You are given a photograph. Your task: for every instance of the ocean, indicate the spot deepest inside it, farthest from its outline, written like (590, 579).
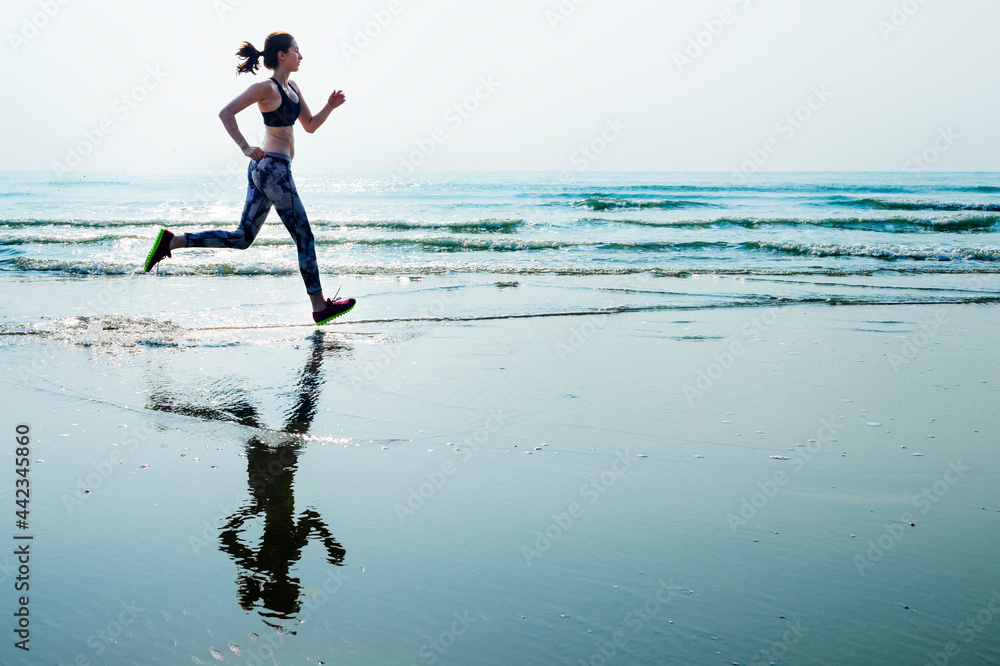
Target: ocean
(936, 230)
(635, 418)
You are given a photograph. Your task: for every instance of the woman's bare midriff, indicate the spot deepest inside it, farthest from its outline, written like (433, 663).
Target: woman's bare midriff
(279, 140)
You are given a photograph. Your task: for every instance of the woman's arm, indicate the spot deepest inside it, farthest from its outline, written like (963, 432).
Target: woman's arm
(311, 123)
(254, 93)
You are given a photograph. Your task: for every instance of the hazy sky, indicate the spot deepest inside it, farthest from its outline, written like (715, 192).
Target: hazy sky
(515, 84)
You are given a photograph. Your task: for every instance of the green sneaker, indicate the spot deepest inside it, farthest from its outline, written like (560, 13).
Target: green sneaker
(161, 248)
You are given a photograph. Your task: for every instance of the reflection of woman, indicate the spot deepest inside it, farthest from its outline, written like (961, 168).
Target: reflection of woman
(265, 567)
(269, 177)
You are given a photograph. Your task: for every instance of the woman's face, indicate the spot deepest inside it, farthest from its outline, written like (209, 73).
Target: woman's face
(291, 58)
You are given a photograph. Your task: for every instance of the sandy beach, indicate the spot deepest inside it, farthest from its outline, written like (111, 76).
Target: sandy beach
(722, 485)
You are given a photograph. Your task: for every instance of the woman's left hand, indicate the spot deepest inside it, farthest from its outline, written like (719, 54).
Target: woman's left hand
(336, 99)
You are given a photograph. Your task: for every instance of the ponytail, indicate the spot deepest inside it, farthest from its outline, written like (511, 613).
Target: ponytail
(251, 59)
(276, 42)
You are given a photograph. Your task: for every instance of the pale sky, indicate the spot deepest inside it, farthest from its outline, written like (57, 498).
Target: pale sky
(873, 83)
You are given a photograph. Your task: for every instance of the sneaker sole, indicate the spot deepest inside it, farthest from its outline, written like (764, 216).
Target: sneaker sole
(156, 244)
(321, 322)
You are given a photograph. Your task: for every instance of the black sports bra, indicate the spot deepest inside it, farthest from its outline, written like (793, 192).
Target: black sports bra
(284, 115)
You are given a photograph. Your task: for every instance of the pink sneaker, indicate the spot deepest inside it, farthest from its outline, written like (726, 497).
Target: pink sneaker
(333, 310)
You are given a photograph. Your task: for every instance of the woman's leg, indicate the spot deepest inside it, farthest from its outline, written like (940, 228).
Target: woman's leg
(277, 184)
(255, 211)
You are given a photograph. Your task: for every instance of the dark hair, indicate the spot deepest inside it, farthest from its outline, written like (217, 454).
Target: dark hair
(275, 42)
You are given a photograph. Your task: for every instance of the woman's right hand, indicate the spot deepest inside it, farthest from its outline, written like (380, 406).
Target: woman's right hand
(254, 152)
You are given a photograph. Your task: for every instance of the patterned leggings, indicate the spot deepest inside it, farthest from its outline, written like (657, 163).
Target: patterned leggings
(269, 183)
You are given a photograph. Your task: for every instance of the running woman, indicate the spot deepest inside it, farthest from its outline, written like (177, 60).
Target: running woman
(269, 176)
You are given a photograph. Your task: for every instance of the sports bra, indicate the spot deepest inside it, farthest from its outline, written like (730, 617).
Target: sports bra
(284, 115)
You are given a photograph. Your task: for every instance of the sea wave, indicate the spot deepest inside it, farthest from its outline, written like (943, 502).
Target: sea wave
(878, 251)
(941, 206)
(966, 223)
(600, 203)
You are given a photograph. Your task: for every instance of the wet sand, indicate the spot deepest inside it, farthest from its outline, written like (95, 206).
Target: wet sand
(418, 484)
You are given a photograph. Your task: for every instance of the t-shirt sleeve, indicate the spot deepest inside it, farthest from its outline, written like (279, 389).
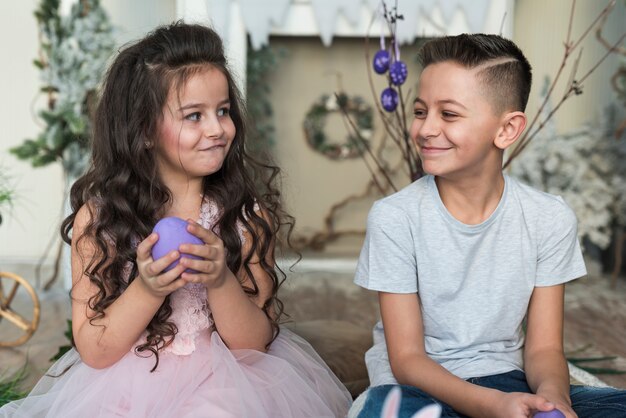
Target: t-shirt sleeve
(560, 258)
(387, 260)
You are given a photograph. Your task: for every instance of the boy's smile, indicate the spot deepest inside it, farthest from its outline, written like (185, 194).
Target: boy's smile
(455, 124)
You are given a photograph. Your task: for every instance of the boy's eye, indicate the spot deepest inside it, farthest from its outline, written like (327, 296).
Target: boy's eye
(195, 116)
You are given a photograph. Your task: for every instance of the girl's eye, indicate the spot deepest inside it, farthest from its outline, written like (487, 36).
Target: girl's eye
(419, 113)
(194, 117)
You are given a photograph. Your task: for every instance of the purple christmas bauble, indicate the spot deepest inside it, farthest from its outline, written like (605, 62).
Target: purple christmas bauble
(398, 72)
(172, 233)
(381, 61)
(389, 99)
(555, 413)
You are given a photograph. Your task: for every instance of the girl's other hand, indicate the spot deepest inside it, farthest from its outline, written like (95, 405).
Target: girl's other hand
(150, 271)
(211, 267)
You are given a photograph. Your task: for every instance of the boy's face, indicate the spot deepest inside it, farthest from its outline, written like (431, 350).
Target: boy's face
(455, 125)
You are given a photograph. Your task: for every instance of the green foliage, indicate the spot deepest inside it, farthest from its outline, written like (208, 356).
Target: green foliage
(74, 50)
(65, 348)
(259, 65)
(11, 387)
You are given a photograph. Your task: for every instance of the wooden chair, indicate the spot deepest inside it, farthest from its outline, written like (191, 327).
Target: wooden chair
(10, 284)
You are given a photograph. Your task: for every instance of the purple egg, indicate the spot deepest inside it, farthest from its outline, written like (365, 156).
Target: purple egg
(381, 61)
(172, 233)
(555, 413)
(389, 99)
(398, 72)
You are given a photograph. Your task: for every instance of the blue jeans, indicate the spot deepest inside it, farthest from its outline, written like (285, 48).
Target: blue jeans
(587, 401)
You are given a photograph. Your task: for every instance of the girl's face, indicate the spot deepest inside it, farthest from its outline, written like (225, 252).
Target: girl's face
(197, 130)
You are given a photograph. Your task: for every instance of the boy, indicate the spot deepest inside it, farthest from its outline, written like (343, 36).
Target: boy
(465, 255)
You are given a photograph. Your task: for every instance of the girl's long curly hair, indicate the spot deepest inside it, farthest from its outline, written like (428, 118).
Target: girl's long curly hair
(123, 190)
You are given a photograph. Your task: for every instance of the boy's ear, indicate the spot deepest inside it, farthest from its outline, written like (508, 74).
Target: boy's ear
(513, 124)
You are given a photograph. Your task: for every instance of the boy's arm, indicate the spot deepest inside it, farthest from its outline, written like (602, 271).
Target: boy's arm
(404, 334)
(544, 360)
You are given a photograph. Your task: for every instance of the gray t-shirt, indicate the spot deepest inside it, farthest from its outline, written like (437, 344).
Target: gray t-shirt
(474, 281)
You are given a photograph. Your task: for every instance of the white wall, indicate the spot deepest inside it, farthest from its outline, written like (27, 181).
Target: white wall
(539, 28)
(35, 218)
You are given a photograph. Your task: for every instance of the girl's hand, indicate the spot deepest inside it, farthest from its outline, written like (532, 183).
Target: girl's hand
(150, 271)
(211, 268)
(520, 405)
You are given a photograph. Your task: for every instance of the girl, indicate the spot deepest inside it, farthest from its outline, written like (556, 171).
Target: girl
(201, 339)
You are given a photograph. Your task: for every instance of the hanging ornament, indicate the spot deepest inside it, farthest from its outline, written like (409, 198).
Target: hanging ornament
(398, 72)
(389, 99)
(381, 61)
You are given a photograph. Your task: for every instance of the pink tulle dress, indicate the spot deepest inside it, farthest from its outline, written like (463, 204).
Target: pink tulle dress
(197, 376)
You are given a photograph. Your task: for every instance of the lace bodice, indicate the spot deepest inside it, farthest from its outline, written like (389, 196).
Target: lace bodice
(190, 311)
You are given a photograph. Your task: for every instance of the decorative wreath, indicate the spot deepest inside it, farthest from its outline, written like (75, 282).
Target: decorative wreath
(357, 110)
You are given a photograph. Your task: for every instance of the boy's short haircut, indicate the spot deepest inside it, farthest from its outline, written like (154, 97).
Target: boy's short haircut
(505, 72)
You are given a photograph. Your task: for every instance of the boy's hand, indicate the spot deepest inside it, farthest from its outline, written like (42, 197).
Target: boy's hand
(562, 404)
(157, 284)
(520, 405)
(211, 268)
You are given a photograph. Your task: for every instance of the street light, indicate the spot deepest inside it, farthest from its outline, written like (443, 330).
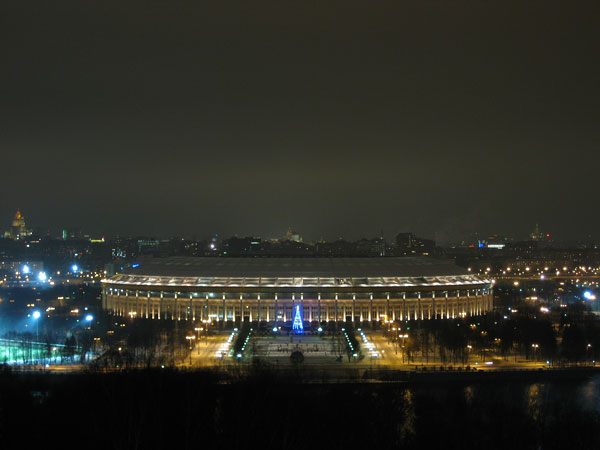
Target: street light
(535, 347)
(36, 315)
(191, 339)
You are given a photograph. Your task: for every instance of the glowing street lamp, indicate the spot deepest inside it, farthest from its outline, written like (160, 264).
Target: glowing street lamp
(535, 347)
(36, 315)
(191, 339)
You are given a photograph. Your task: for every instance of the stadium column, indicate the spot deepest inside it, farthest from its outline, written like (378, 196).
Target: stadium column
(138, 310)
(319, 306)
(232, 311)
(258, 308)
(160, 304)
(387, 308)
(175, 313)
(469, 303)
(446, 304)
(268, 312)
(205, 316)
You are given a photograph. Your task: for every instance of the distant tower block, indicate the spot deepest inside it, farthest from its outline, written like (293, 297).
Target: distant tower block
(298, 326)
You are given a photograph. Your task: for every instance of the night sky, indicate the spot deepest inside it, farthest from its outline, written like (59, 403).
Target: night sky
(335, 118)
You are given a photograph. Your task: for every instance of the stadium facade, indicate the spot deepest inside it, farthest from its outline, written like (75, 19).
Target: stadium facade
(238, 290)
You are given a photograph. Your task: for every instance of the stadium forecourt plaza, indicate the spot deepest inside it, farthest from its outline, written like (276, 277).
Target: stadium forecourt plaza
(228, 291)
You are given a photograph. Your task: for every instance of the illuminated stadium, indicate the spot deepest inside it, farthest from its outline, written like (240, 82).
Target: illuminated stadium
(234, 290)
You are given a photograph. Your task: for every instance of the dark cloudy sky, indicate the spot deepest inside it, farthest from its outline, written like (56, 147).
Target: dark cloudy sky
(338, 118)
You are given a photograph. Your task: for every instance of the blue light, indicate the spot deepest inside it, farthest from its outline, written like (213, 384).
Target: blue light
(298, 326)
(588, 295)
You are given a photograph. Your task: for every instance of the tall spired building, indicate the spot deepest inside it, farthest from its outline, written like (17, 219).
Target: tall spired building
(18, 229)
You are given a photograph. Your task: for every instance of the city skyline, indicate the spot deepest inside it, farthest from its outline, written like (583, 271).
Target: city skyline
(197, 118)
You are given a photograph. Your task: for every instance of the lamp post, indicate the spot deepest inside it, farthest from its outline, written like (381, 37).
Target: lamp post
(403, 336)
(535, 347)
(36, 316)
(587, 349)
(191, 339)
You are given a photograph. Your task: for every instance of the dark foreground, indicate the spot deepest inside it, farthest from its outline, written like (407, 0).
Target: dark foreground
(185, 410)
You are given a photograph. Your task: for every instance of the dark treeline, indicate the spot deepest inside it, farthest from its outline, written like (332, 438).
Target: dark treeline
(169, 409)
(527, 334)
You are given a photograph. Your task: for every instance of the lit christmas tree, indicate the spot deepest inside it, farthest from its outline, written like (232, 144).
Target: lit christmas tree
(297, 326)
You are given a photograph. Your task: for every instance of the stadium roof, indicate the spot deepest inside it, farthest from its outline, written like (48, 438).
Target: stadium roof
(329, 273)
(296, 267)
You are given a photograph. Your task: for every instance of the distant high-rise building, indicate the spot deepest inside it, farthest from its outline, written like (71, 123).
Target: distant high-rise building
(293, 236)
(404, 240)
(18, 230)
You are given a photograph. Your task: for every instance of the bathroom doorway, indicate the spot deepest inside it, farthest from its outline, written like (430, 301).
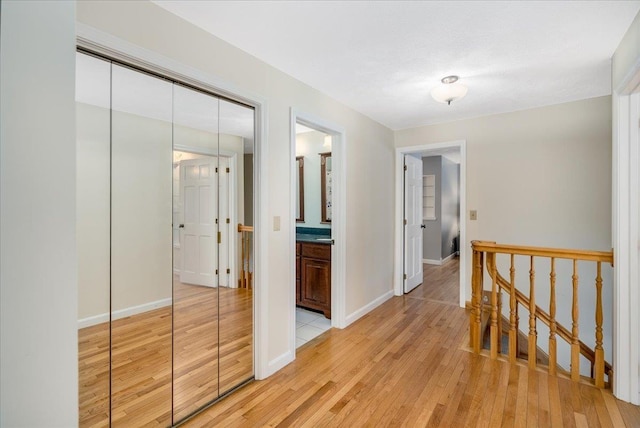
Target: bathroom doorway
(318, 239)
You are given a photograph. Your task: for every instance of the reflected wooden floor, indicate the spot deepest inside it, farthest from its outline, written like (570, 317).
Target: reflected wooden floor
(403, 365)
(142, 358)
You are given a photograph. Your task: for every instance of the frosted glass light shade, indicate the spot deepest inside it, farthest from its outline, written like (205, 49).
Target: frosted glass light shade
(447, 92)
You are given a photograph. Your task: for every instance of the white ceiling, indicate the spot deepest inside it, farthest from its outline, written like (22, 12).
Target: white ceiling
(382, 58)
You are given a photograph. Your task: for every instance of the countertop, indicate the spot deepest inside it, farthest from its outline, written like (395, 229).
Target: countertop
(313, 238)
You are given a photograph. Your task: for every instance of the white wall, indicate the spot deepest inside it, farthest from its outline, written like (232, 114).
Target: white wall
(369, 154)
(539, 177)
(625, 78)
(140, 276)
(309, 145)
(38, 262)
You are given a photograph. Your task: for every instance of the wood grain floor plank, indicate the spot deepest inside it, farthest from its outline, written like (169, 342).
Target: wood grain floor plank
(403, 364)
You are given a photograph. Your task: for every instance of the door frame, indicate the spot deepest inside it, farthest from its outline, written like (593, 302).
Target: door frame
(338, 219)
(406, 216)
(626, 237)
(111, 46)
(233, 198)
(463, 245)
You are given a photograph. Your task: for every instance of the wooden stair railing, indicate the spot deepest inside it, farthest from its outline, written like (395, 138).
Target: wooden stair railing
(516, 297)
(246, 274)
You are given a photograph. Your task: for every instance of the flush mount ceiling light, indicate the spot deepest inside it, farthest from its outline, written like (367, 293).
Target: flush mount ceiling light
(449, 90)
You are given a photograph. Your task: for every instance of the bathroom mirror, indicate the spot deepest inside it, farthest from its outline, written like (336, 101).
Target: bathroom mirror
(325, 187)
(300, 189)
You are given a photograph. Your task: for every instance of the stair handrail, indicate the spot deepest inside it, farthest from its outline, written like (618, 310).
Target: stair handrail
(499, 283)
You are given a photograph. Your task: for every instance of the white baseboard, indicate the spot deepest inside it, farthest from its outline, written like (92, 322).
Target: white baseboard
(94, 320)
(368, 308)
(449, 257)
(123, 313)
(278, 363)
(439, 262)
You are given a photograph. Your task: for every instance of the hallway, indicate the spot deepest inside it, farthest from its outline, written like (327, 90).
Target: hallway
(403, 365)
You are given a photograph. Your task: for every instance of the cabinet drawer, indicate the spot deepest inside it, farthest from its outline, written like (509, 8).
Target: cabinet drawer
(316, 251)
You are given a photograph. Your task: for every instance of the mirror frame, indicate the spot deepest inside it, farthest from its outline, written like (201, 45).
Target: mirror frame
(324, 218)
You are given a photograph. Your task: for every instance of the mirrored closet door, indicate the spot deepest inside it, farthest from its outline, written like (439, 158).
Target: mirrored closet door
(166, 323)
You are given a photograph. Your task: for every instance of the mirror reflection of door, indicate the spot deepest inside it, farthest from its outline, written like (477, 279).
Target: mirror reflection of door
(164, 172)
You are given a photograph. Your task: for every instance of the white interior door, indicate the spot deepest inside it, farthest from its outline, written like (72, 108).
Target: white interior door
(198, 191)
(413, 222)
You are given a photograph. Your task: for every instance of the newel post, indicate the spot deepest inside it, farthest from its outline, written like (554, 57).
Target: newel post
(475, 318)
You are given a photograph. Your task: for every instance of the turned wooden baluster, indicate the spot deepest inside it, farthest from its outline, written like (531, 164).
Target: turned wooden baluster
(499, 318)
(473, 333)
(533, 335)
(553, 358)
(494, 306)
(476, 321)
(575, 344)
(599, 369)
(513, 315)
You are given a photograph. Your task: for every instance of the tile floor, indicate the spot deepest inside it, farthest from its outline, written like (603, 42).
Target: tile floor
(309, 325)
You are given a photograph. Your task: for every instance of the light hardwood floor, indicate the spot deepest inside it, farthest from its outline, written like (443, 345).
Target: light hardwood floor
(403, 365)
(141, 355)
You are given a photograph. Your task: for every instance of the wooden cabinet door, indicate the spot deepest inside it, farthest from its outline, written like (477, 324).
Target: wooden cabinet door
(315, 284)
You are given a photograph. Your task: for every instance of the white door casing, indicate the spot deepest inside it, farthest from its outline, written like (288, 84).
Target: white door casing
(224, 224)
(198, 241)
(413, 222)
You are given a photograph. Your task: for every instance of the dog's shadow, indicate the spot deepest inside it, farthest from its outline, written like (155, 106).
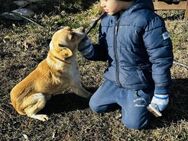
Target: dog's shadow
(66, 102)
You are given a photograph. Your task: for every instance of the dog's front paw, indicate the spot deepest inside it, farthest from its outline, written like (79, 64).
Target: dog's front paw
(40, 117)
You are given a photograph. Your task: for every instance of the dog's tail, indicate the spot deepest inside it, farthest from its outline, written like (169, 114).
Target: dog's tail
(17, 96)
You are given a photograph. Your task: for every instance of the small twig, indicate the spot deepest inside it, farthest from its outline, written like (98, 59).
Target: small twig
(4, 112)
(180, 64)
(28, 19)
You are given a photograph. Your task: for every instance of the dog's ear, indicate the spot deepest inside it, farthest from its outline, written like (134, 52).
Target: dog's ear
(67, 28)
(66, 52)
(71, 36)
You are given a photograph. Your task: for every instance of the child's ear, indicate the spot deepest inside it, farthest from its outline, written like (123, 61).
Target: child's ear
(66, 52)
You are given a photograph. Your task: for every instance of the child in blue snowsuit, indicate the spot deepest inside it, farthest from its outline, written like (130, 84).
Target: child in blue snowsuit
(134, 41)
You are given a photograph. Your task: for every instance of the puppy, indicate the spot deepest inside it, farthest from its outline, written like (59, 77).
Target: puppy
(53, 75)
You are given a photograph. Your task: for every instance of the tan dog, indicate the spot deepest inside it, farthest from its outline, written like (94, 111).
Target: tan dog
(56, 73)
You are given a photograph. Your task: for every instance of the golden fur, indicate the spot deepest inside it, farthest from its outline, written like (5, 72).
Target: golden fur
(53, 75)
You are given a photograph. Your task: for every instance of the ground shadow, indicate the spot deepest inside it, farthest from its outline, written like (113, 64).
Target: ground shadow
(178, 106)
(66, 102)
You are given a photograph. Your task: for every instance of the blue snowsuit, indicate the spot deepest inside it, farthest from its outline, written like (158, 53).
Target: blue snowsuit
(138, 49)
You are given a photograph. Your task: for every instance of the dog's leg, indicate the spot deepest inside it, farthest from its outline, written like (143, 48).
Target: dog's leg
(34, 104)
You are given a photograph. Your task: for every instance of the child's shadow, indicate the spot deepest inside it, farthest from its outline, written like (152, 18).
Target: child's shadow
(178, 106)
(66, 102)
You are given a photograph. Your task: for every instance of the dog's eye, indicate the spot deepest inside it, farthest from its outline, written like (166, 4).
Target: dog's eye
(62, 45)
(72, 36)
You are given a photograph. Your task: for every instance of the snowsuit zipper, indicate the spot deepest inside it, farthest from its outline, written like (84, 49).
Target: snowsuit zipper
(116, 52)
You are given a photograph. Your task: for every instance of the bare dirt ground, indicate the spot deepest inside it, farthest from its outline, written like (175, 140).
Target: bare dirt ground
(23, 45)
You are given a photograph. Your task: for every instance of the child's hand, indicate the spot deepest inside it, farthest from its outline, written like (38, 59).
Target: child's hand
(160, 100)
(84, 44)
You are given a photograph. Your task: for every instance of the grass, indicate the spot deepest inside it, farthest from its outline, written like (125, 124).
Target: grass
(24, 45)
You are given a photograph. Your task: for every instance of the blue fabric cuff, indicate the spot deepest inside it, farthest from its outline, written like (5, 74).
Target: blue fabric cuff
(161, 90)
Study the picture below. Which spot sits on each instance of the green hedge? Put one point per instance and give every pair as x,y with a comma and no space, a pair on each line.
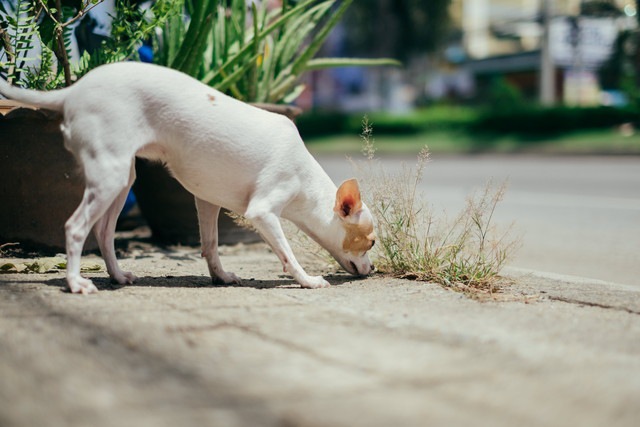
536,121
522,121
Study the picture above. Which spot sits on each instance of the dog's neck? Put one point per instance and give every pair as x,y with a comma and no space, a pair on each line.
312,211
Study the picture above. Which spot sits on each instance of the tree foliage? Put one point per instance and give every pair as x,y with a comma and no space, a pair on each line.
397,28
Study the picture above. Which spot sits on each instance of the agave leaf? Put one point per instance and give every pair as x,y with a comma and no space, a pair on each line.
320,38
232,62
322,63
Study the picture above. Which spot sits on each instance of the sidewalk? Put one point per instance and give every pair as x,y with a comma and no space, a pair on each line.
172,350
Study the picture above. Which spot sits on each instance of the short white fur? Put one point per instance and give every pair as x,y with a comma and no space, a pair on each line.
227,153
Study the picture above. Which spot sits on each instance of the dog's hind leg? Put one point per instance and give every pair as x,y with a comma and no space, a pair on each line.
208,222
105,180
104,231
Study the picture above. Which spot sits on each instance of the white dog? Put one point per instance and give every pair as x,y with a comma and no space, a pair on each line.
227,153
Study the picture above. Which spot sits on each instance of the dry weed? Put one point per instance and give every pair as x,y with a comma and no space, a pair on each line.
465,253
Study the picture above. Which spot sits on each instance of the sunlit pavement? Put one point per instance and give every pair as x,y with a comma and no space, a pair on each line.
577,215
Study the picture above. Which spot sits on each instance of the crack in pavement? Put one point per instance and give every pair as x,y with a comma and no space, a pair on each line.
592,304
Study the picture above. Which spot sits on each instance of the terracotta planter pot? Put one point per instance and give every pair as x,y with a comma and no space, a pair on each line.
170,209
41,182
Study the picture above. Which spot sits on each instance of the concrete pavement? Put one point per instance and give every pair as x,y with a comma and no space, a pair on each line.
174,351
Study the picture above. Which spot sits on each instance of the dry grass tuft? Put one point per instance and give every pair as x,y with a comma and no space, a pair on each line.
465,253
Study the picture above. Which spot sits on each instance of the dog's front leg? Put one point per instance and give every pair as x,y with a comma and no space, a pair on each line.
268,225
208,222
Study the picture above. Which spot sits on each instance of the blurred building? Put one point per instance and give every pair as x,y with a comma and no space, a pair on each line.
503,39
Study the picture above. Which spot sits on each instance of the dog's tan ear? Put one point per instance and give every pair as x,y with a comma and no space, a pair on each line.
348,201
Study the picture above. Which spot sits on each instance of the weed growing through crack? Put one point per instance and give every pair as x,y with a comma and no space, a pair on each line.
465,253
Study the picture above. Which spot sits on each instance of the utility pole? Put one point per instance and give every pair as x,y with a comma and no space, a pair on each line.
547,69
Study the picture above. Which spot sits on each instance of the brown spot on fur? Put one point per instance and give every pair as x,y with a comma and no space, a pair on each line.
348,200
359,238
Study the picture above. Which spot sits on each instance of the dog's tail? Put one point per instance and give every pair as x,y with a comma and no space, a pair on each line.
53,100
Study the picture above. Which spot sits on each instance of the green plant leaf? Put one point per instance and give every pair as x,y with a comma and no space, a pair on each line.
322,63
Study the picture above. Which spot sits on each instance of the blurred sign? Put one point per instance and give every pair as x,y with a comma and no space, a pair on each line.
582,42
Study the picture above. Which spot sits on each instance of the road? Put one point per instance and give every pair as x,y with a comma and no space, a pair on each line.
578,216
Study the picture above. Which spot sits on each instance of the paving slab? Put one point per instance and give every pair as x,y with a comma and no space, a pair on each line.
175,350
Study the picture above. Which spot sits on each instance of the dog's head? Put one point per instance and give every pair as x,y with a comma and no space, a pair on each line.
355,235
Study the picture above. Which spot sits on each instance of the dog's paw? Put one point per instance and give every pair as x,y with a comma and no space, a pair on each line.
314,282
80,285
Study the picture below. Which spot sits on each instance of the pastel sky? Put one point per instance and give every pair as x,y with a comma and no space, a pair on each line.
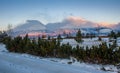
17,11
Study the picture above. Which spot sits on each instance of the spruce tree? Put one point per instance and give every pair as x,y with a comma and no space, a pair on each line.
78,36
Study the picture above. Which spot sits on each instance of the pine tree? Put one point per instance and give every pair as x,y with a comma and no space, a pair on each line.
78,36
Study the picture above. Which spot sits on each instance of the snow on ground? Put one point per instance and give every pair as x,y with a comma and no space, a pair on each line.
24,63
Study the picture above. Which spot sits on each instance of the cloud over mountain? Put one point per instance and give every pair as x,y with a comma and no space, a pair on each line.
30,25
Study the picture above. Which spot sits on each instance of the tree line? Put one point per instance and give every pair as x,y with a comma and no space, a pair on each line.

• [Aim of the exercise]: Everything from the line with "of the pine" through the last line of the data is to be retyped verbatim, with no other text.

• [Solved problem]:
Study the picture above. Which spot sits on each instance of the pine tree? Put one point per instance and give every pair as x,y with a comma and no space, a pair on each line.
78,36
Study the picture above. Which spot sits on each instance of the snow on ground? Put one point per instance and give every pair as x,y with a comma and no space, a pair on each line.
24,63
Study the picture above. Which spot sits on each instance of the cloud over mountain? Put one point per instance and give every pair as x,y with a comma and no space, a pair on each line.
30,25
Study the picture above. Which spot sits on each instance of the tree line? Put one point per instance and give every pair as x,y with a comma and no space, a pair on each line.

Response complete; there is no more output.